**Entries provided:**
----
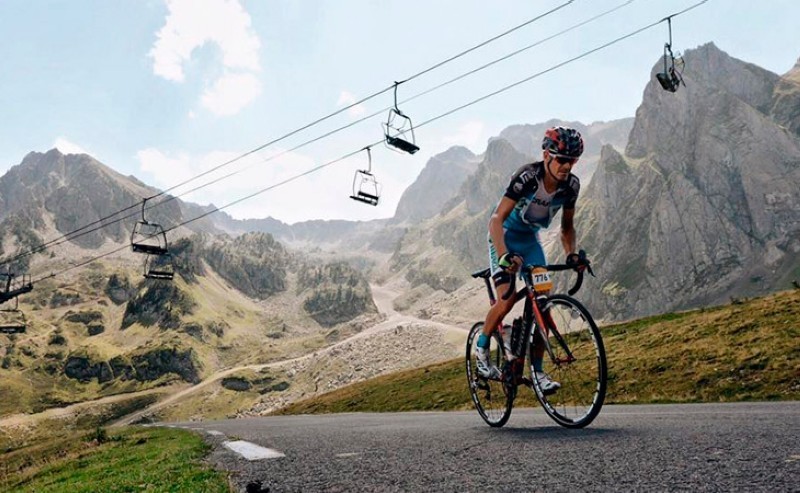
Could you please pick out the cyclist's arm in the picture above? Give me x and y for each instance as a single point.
(568, 236)
(500, 214)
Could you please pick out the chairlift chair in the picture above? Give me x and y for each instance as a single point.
(12, 320)
(670, 79)
(398, 125)
(365, 187)
(159, 267)
(148, 237)
(11, 289)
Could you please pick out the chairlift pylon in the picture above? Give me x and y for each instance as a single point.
(148, 237)
(670, 79)
(159, 267)
(365, 187)
(398, 125)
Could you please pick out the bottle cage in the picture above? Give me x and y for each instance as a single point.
(670, 79)
(148, 237)
(365, 187)
(397, 127)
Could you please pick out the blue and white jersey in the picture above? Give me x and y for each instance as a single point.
(536, 207)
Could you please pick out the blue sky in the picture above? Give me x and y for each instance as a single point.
(164, 90)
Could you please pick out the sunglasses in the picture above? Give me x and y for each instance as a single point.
(564, 159)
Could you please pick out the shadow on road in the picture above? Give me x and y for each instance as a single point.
(560, 434)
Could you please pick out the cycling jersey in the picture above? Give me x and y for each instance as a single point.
(534, 209)
(535, 206)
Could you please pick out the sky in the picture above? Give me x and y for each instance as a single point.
(168, 89)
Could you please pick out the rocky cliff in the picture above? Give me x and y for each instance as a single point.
(441, 251)
(704, 204)
(439, 180)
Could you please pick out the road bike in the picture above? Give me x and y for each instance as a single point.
(573, 348)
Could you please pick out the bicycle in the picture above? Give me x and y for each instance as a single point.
(573, 347)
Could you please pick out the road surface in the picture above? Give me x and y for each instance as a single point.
(697, 447)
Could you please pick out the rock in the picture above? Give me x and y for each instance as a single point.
(237, 384)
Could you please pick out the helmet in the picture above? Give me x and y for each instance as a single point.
(561, 141)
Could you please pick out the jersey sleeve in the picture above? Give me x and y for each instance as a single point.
(520, 180)
(573, 189)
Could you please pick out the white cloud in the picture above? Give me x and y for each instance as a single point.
(230, 93)
(471, 135)
(67, 147)
(346, 99)
(191, 24)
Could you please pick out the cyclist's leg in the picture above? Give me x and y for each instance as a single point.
(502, 280)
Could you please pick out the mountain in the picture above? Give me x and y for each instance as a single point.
(51, 194)
(439, 180)
(442, 250)
(102, 329)
(786, 100)
(704, 204)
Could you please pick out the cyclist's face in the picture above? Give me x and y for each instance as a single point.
(560, 167)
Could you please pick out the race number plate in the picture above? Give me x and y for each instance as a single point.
(541, 280)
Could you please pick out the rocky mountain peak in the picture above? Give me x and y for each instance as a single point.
(715, 83)
(439, 180)
(794, 73)
(704, 202)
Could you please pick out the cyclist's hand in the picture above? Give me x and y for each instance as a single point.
(510, 262)
(578, 261)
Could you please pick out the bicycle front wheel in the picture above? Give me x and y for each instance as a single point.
(579, 363)
(491, 397)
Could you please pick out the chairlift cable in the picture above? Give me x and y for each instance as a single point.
(530, 21)
(353, 153)
(382, 111)
(73, 234)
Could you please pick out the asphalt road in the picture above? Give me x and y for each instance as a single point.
(701, 447)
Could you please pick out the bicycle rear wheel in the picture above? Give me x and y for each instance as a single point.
(491, 397)
(583, 375)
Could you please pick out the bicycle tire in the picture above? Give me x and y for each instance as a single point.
(583, 381)
(492, 398)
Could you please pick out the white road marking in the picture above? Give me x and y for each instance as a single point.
(251, 451)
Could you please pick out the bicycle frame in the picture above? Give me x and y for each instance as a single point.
(533, 315)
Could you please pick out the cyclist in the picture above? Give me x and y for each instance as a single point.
(537, 191)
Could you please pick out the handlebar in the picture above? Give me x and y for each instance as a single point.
(553, 268)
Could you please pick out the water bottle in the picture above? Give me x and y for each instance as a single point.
(516, 337)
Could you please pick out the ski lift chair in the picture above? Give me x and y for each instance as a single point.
(12, 320)
(13, 289)
(159, 267)
(398, 125)
(365, 187)
(670, 79)
(148, 237)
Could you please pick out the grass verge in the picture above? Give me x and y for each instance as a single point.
(746, 350)
(130, 459)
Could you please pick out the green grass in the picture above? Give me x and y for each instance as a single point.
(738, 352)
(129, 459)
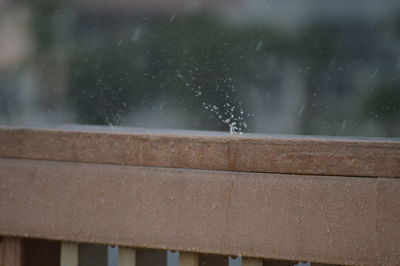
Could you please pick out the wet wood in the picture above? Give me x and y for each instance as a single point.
(69, 254)
(338, 220)
(252, 262)
(213, 260)
(145, 257)
(279, 263)
(188, 259)
(126, 257)
(176, 149)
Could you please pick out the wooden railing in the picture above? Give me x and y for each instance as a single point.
(271, 200)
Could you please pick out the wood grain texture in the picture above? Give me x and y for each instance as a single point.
(291, 155)
(279, 263)
(252, 262)
(326, 219)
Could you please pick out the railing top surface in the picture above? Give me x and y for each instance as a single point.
(282, 197)
(361, 157)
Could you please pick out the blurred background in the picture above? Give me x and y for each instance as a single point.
(313, 67)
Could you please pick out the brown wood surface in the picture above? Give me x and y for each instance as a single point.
(337, 220)
(292, 155)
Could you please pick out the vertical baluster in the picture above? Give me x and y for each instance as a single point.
(147, 257)
(188, 259)
(213, 260)
(11, 251)
(69, 254)
(92, 254)
(126, 257)
(252, 262)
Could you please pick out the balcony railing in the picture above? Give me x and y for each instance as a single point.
(274, 200)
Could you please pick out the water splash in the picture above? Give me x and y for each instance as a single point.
(231, 114)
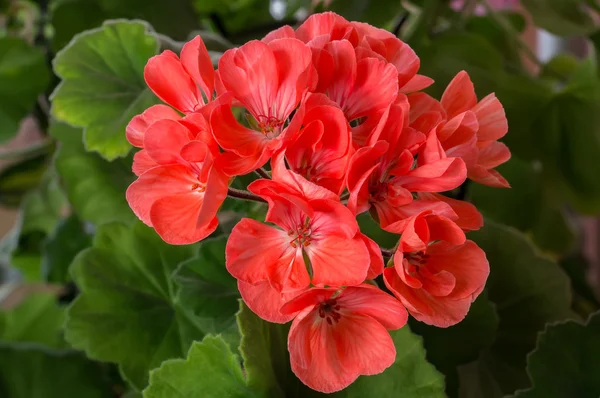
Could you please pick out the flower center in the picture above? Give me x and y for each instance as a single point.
(199, 187)
(300, 235)
(328, 310)
(378, 191)
(416, 260)
(269, 126)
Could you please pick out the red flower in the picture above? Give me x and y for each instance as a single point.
(321, 151)
(322, 229)
(340, 335)
(383, 175)
(180, 194)
(186, 83)
(436, 273)
(488, 121)
(268, 80)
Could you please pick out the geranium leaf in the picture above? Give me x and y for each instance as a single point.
(102, 84)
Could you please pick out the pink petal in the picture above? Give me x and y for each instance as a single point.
(492, 120)
(168, 79)
(293, 61)
(234, 137)
(281, 33)
(417, 83)
(253, 248)
(142, 163)
(175, 219)
(250, 73)
(437, 311)
(467, 263)
(164, 140)
(360, 300)
(197, 62)
(265, 301)
(137, 127)
(156, 183)
(376, 264)
(374, 88)
(459, 96)
(338, 261)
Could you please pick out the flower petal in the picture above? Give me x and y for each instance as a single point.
(459, 96)
(167, 78)
(156, 183)
(137, 127)
(265, 301)
(337, 261)
(196, 61)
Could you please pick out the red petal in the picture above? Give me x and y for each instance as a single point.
(438, 311)
(164, 141)
(376, 264)
(254, 250)
(156, 183)
(467, 263)
(142, 163)
(175, 219)
(492, 120)
(250, 72)
(374, 88)
(293, 61)
(197, 62)
(338, 261)
(459, 96)
(139, 124)
(388, 311)
(168, 79)
(232, 136)
(265, 301)
(493, 155)
(281, 33)
(469, 219)
(417, 83)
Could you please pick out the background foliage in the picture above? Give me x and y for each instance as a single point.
(139, 317)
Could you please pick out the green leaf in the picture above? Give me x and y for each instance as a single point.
(70, 17)
(410, 375)
(102, 84)
(566, 361)
(375, 12)
(449, 347)
(449, 53)
(528, 290)
(486, 27)
(43, 207)
(528, 205)
(95, 187)
(371, 228)
(524, 100)
(561, 17)
(59, 249)
(211, 370)
(208, 290)
(37, 319)
(127, 311)
(19, 178)
(23, 76)
(34, 372)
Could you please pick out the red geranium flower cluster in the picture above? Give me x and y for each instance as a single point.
(334, 107)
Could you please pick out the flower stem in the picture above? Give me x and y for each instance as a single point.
(386, 252)
(511, 32)
(245, 195)
(263, 173)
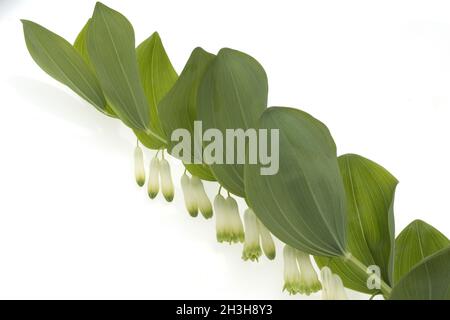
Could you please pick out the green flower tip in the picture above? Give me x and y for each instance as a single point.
(228, 221)
(166, 180)
(139, 171)
(299, 274)
(203, 203)
(153, 178)
(252, 253)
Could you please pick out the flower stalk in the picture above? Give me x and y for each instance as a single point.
(139, 170)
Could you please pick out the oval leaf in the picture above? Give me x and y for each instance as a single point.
(415, 243)
(81, 46)
(178, 109)
(157, 76)
(111, 48)
(61, 61)
(370, 191)
(429, 280)
(232, 95)
(304, 203)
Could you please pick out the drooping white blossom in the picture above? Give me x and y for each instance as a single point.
(203, 203)
(166, 180)
(139, 170)
(153, 178)
(237, 228)
(267, 242)
(252, 249)
(291, 270)
(309, 282)
(223, 229)
(189, 197)
(299, 274)
(332, 286)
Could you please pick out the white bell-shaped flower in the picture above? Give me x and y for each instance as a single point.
(291, 270)
(223, 226)
(189, 197)
(267, 243)
(309, 282)
(203, 203)
(153, 178)
(139, 170)
(333, 288)
(252, 249)
(237, 228)
(299, 274)
(166, 180)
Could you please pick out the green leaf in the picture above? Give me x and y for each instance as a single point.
(157, 76)
(80, 45)
(303, 204)
(178, 109)
(370, 191)
(200, 170)
(232, 95)
(429, 280)
(61, 61)
(111, 47)
(415, 243)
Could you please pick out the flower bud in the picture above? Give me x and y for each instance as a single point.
(333, 288)
(252, 250)
(223, 229)
(267, 243)
(203, 203)
(139, 171)
(153, 178)
(235, 222)
(166, 180)
(189, 198)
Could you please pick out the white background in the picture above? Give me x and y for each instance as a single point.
(73, 223)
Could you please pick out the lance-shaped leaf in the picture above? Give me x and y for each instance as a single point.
(178, 109)
(370, 193)
(61, 61)
(157, 76)
(111, 47)
(415, 243)
(232, 95)
(80, 45)
(429, 280)
(303, 204)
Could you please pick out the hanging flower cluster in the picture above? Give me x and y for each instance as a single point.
(299, 274)
(302, 191)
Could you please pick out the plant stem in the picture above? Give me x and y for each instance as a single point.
(385, 288)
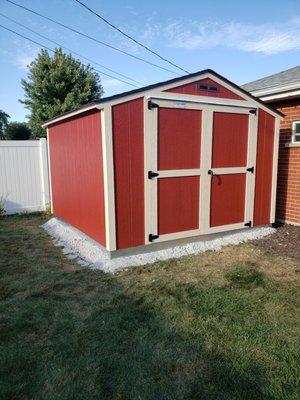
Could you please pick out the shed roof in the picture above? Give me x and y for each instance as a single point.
(97, 104)
(288, 76)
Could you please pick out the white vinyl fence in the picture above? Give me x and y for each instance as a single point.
(24, 179)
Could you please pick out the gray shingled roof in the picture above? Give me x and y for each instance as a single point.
(288, 76)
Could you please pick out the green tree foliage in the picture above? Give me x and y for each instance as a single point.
(55, 85)
(17, 131)
(3, 123)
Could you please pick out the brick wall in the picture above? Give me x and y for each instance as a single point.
(288, 184)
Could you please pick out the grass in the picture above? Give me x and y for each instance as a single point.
(216, 326)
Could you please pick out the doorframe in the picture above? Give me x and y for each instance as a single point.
(150, 164)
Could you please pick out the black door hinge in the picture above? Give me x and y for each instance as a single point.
(153, 237)
(152, 105)
(152, 174)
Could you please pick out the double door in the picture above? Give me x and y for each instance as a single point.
(199, 169)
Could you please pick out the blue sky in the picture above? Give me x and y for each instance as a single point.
(241, 40)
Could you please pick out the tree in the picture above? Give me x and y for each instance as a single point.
(17, 131)
(3, 123)
(55, 85)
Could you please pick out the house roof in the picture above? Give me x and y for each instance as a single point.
(286, 77)
(97, 104)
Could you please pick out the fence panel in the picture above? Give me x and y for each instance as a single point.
(24, 180)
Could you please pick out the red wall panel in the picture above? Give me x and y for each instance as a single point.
(77, 174)
(230, 140)
(178, 204)
(128, 147)
(179, 138)
(192, 88)
(227, 199)
(264, 168)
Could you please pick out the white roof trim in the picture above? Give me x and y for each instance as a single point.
(69, 115)
(160, 91)
(202, 100)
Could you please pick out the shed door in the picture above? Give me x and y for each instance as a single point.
(231, 170)
(196, 161)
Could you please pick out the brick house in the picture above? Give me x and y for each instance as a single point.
(282, 91)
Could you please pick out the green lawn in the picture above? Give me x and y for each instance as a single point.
(215, 326)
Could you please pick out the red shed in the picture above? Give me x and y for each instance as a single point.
(190, 156)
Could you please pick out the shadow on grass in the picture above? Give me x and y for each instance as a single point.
(76, 334)
(111, 345)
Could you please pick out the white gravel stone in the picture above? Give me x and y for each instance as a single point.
(88, 253)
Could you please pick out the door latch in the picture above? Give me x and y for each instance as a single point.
(152, 174)
(152, 105)
(153, 237)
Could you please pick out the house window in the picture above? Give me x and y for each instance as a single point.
(296, 132)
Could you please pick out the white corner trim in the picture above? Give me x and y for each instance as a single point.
(274, 170)
(284, 221)
(49, 171)
(108, 176)
(292, 144)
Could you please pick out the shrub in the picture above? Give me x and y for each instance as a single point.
(245, 275)
(17, 131)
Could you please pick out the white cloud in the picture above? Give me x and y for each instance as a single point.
(111, 84)
(260, 38)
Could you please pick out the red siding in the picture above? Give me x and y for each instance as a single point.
(230, 140)
(191, 88)
(264, 168)
(288, 183)
(128, 146)
(77, 174)
(178, 204)
(227, 199)
(179, 137)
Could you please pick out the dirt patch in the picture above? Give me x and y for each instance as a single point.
(285, 241)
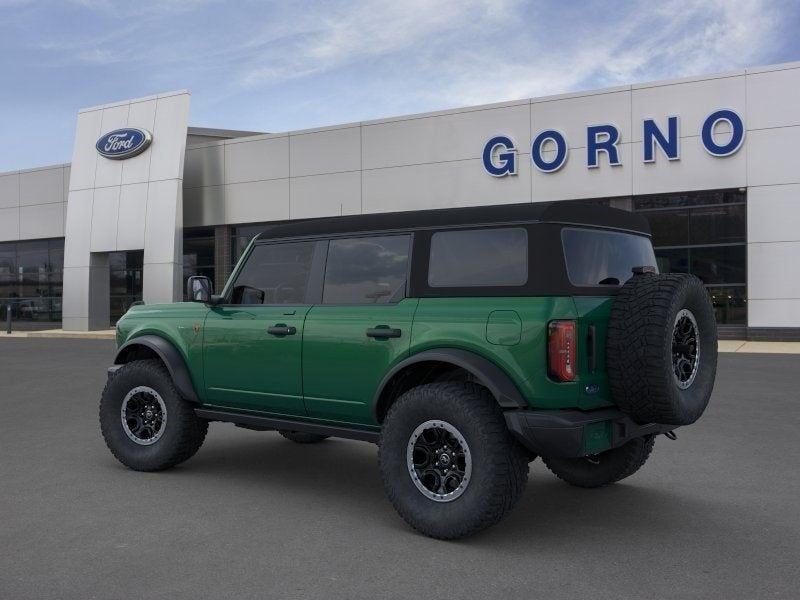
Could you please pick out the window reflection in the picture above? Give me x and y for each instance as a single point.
(31, 282)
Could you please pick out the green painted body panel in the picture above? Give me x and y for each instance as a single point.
(462, 323)
(248, 368)
(504, 328)
(180, 323)
(330, 370)
(342, 367)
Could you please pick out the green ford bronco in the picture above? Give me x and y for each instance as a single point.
(464, 342)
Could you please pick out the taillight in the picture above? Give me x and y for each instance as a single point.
(561, 350)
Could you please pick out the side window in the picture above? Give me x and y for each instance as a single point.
(368, 270)
(275, 274)
(479, 258)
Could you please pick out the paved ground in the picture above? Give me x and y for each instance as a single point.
(713, 515)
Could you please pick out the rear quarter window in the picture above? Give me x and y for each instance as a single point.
(595, 257)
(479, 258)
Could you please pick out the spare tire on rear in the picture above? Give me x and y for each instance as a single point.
(661, 351)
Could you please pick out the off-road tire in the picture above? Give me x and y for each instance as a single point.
(499, 463)
(639, 348)
(183, 433)
(604, 468)
(301, 437)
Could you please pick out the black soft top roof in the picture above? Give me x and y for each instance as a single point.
(565, 212)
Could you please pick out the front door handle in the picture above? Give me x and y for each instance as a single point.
(281, 329)
(383, 332)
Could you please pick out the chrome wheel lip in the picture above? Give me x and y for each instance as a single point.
(695, 360)
(440, 424)
(143, 389)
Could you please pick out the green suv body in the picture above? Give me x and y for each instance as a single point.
(466, 342)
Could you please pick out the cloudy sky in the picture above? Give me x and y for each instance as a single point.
(275, 66)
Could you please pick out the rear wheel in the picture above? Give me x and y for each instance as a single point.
(605, 468)
(145, 422)
(448, 463)
(300, 437)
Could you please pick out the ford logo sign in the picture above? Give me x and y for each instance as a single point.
(123, 143)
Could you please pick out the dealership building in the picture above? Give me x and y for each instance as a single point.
(712, 162)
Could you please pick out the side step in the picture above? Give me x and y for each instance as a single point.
(265, 423)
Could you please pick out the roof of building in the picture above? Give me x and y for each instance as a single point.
(566, 212)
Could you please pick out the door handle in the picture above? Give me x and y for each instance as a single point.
(383, 332)
(281, 329)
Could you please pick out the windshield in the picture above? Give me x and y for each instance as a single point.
(596, 257)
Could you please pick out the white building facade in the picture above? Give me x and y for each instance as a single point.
(711, 161)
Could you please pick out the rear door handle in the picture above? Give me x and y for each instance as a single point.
(383, 332)
(281, 329)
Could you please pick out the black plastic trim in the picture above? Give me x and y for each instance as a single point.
(489, 374)
(560, 433)
(265, 423)
(170, 356)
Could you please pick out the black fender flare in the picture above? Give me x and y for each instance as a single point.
(489, 374)
(170, 356)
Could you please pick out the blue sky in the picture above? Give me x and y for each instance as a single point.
(276, 66)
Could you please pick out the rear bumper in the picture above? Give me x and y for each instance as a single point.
(574, 433)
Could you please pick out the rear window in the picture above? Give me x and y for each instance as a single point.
(479, 257)
(596, 257)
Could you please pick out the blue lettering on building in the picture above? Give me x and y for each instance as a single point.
(602, 138)
(737, 135)
(500, 152)
(669, 144)
(506, 163)
(537, 156)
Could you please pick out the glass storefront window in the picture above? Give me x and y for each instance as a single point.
(241, 236)
(199, 253)
(730, 304)
(669, 227)
(722, 224)
(125, 281)
(31, 282)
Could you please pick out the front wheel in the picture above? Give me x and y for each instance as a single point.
(145, 422)
(300, 437)
(605, 468)
(448, 463)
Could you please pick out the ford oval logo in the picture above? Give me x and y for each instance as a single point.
(124, 143)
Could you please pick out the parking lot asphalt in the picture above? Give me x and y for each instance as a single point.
(715, 514)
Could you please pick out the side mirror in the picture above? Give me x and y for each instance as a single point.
(199, 289)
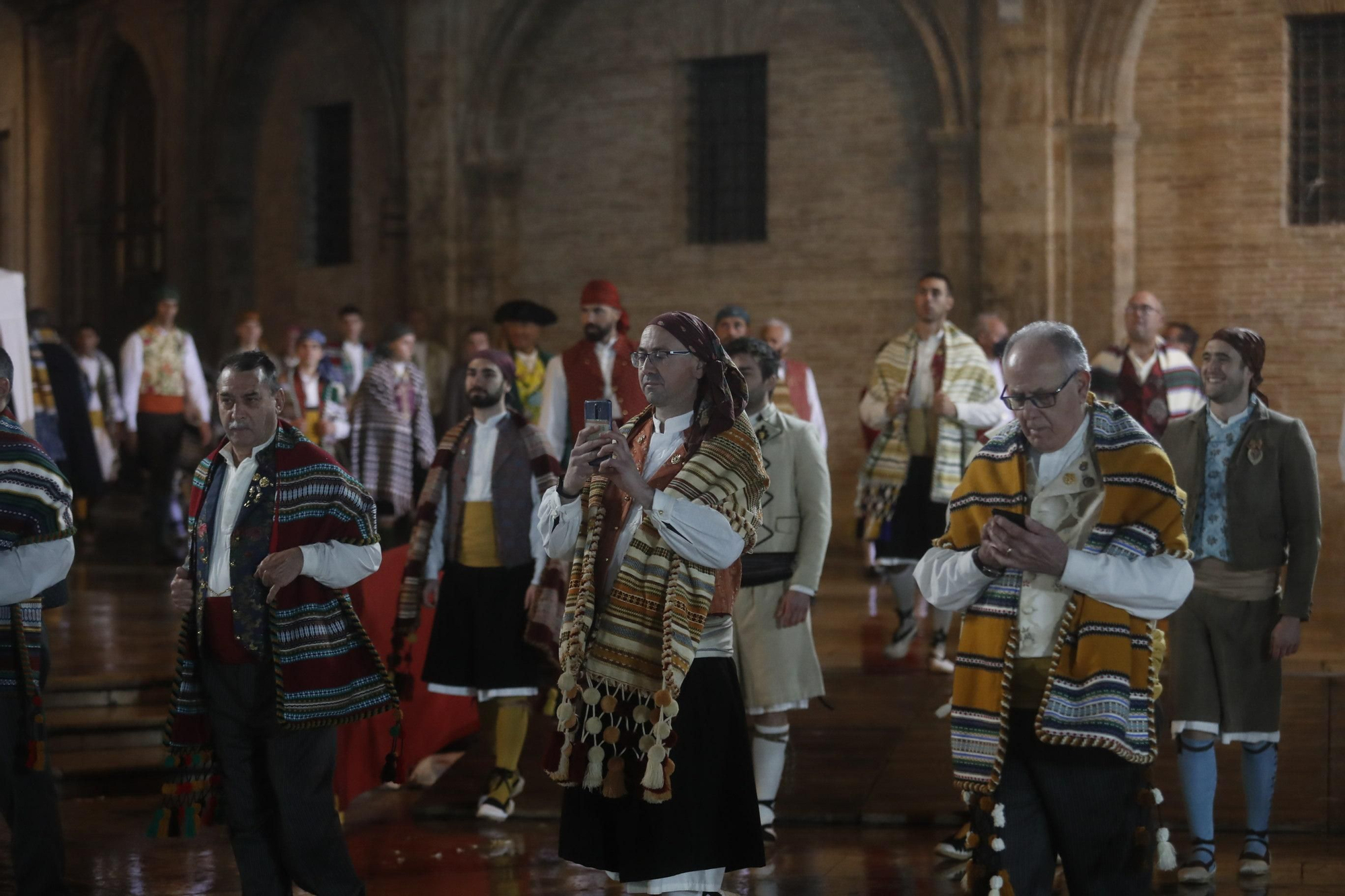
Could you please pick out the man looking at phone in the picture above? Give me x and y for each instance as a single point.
----
**Required task:** Write out exactly the lines from the line containing "Could you please pick out the front wheel" through the last line of the listing above, please, and leave out any pictures.

**Output of the exercise:**
Could you please pick out the front wheel in the picture above? Give me x and y for each instance as a single point.
(145, 422)
(300, 437)
(605, 468)
(448, 463)
Could you please pick out the ford oval logo in the picture above? Give me x and y for each instance as a single point.
(124, 143)
Could you please pick out the parking lot asphalt in the picture above? Give me x and y for each instance as a single point.
(715, 514)
Could you please pick out the side mirror in the picture above? Give me x and y for each instance as a single point.
(199, 289)
Could you please pick out the man looking at phone in the picture above? Give me x and y for each instance as a single point.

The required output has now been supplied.